Reproduce the piece on family below from "Here’s a family" up to and including "of each week.", and swap "Binghamton" for "Albany" in it.
start DOCUMENT SECTION
Scripture can be found here...
Family. It’s such a beautiful word. It speaks of love, and tenderness, and connection, and responsibility. It speaks of milestones like the first step and the last day of school senior year. It is seen in pictures of smiling people leaning together and also in inside-jokes that leave those in the know in stitches. It’s a beautiful thing—or, it can be.
Family. It’s such a loaded word. Whose family? Yours or mine? A family in which the parents are married or not? In which the parents are of the same sex or opposite sexes? A family with children or without? A family in which the primary caregivers for children are parents, or one in which they are grandparents, or aunts, or uncles, or folks in the foster system?
Here’s a family story. When I was in my late 30’s I started taking serious steps towards going to seminary, which means I was doing research, and making visits to places like Cambridge, and New Haven, and New York City for special weekend programs for people like me, prospective students. Everyone in my family was so excited! Everyone except my mother. Mom was not excited. With each new visit, and my effusive descriptions of the programs I’d explored and the people I’d met and the beautiful and creative chapel services I’d attended, my mom grew more and more anxious and upset. One day in the spring of 2000 I called her to tell her I’d finally made my choice: I was going to Union Theological Seminary in New York City, and I would be a full time student, but commuting from Binghamton, so that I would only be physically on campus for only about half of each week.
end DOCUMENT SECTION
start SUPPLIED DATA
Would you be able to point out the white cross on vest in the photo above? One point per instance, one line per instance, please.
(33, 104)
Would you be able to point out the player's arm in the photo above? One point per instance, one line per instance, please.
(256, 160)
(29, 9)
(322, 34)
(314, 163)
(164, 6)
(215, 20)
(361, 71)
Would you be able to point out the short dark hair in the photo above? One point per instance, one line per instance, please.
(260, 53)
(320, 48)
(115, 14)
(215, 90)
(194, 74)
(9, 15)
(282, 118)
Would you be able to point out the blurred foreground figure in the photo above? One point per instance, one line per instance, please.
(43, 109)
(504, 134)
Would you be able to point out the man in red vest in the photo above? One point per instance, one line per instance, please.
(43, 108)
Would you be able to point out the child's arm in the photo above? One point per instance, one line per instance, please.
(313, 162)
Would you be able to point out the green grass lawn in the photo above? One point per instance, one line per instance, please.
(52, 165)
end SUPPLIED DATA
start SUPPLIED DATA
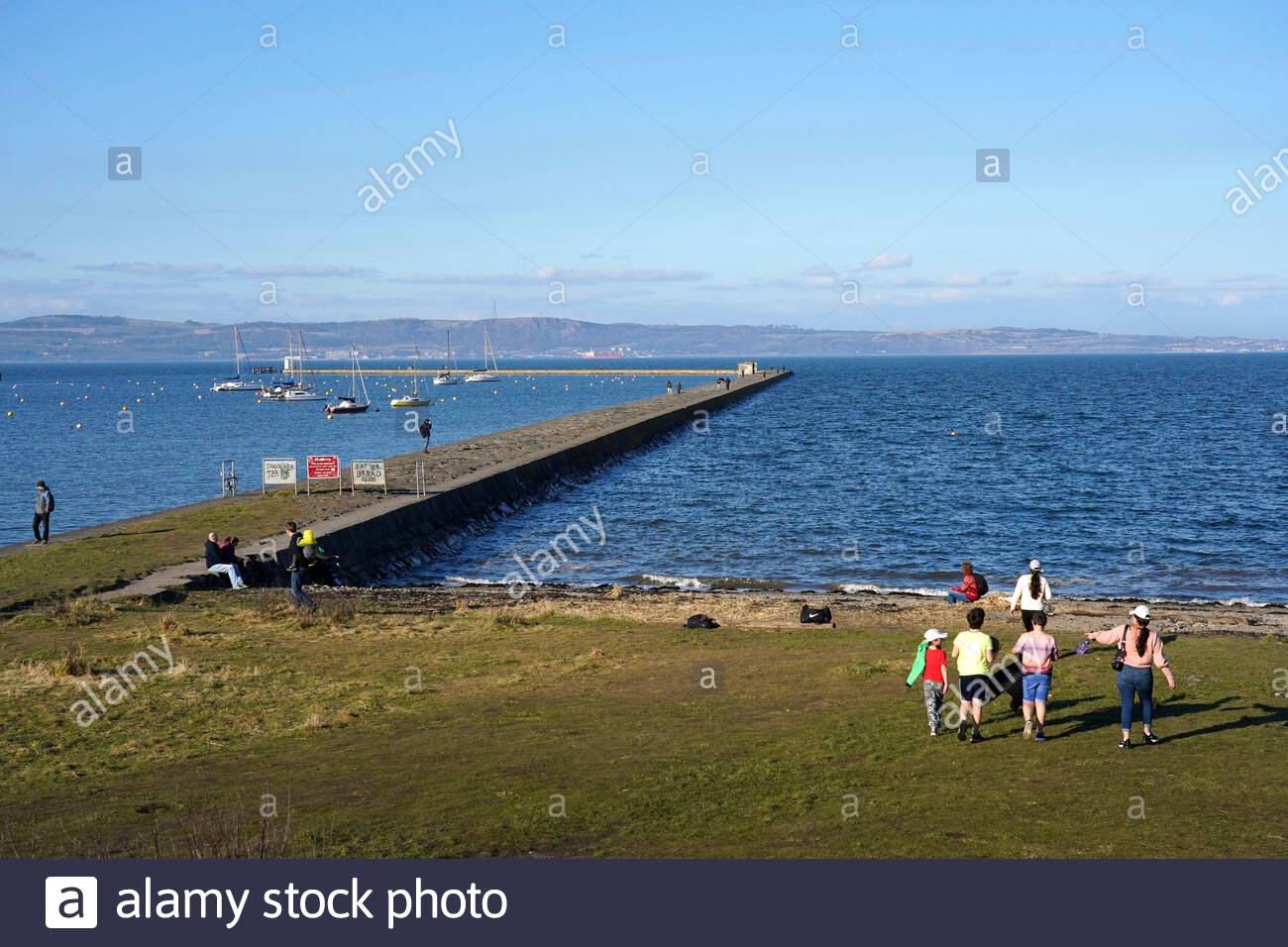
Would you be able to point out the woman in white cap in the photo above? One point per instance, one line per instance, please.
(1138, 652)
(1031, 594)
end SUPPLIED DATA
start SUPPLIED DATA
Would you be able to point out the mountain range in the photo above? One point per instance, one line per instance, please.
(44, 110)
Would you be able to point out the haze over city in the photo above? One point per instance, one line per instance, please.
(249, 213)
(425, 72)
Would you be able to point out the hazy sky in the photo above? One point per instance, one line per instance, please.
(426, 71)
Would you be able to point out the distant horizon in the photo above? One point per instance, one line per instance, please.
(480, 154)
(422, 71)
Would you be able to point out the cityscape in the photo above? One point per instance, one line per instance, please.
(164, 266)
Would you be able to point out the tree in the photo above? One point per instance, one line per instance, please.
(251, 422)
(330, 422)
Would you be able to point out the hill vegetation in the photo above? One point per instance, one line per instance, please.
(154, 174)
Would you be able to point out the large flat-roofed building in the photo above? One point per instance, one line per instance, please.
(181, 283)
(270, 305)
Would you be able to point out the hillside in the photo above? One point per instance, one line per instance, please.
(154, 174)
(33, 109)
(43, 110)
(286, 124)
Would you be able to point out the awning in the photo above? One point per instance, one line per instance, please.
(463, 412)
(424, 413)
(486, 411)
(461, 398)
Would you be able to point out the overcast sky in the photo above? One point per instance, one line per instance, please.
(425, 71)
end SUPPLIED DATA
RESULT FOR THIS TASK:
Here’s a family story. When I was in my late 30’s I started taking serious steps towards going to seminary, which means I was doing research, and making visits to places like Cambridge, and New Haven, and New York City for special weekend programs for people like me, prospective students. Everyone in my family was so excited! Everyone except my mother. Mom was not excited. With each new visit, and my effusive descriptions of the programs I’d explored and the people I’d met and the beautiful and creative chapel services I’d attended, my mom grew more and more anxious and upset. One day in the spring of 2000 I called her to tell her I’d finally made my choice: I was going to Union Theological Seminary in New York City, and I would be a full time student, but commuting from Albany, so that I would only be physically on campus for only about half of each week.